## Given passage
Despite the vast number of classes, there are three classes that every TensorFlow developer should be familiar with: Tensor, Graph, and Session. The chapters in the first part of this book discuss these classes in detail and present many examples of their usage.

The chapters in Part 2 explain how you can use TensorFlow in practical machine learning tasks. I start with statistical methods, including linear regression, polynomial regression, and logistic regression. Then I delve into the fascinating topic of neural networks. I explore the operation of basic neural networks, and then I present convolutional neural networks (CNNs) and recurrent neural networks (RNNs).

The chapters in Part 3 present high-level TensorFlow classes that you can use to simplify and accelerate your applications. Of the many topics discussed, the most important is the Estimator API, which allows you to implement powerful machine learning algorithms with minimal code. I explain how to code estimators and execute them at high speed using the Google Cloud Platform (GCP).

Foolish Assumptions

In essence, this book covers two topics: the theory of machine learning and the implementation of the theory using TensorFlow. With regard to theory, I make few assumptions. I expect you to know the basics of linear algebra, but I don't expect you to know anything about machine learning. I also don’t expect you to know about statistical regression or neural networks, so I provide a thorough introduction to these and other concepts.

With regard to TensorFlow development, I made assumptions related to your programming background. TensorFlow supports a handful of programming languages, but the central language is Python. For this reason, this book is Python-centric, and I provide all of the example code in Python modules. I explain how to install TensorFlow and access its modules and classes, but I don’t explain what modules and classes are.

Icons Used in this Book

To help you navigate through the text, I inserted icons in the book’s margin. Here’s what they mean:

This icon indicates that the text contains suggestions for developing machine learning applications.

This icon precedes content that delves into the technical theory of machine learning. Many readers may find this theory helpful, but you don’t need to know all the gritty details.

## Collected material
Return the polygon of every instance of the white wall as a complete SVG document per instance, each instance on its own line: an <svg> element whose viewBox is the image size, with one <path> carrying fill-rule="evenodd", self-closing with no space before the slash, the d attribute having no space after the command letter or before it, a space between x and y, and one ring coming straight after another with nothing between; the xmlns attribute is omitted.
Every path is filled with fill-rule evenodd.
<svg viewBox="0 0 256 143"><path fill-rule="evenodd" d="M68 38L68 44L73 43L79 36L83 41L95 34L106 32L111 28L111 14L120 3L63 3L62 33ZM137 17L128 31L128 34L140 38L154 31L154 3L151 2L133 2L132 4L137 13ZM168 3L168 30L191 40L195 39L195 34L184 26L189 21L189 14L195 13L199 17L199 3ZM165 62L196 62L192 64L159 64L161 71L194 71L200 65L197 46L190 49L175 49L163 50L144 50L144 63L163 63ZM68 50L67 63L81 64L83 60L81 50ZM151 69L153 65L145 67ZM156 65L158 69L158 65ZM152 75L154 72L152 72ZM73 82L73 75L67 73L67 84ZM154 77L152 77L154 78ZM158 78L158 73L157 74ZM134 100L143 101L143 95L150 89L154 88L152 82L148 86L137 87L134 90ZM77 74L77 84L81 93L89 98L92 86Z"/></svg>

## Work to do
Pick up the TensorFlow book introduction above from the end of its last sentence and keep writing it.

## The result
As much as I love TensorFlow, I admit that it isn’t simple to use or understand. There are many critical points to be familiar with, and in many cases, I use this icon to emphasize concepts that are particularly important.

Beyond the Book

This book covers a great deal of the TensorFlow API, but there’s still a lot more to learn. The first place to look is the official documentation, which you can find at www.tensorflow.org. If you’re interested in TensorFlow’s functions and data structures, the best place to look is www.tensorflow.org/api_docs.

If you have a problem that you can’t solve using this book or the official documentation, a great resource is StackOverflow. This site enables programmers to present questions and receive answers, and in my career, I’ve provided plenty of both. For TensorFlow-specific questions, I recommend visiting www.stackoverflow.com/questions/tagged/tensorflow.

In addition to what you’re reading right now, this product also comes with a free access-anywhere Cheat Sheet that gives you some pointers on using TensorFlow. To get this Cheat Sheet, simply go to www.dummies.com and search for “TensorFlow For Dummies Cheat Sheet” in the Search box.

I also provide a great deal of example code that demonstrates how to put the theory into practice. Here’s how to download the tfbook.zip file for this book.

On www.dummies.com, search for TensorFlow For Dummies or the book's ISBN.
When the book comes up, click on the More about this book link.

You are taken to the book’s product page, and the code should be on the Downloads tab.

After decompressing the archive, you’ll find a series of folders named after chapters of this book. The example code for Chapter 3 is in the ch3 folder, the code for Chapter 6 is in ch6, and so on.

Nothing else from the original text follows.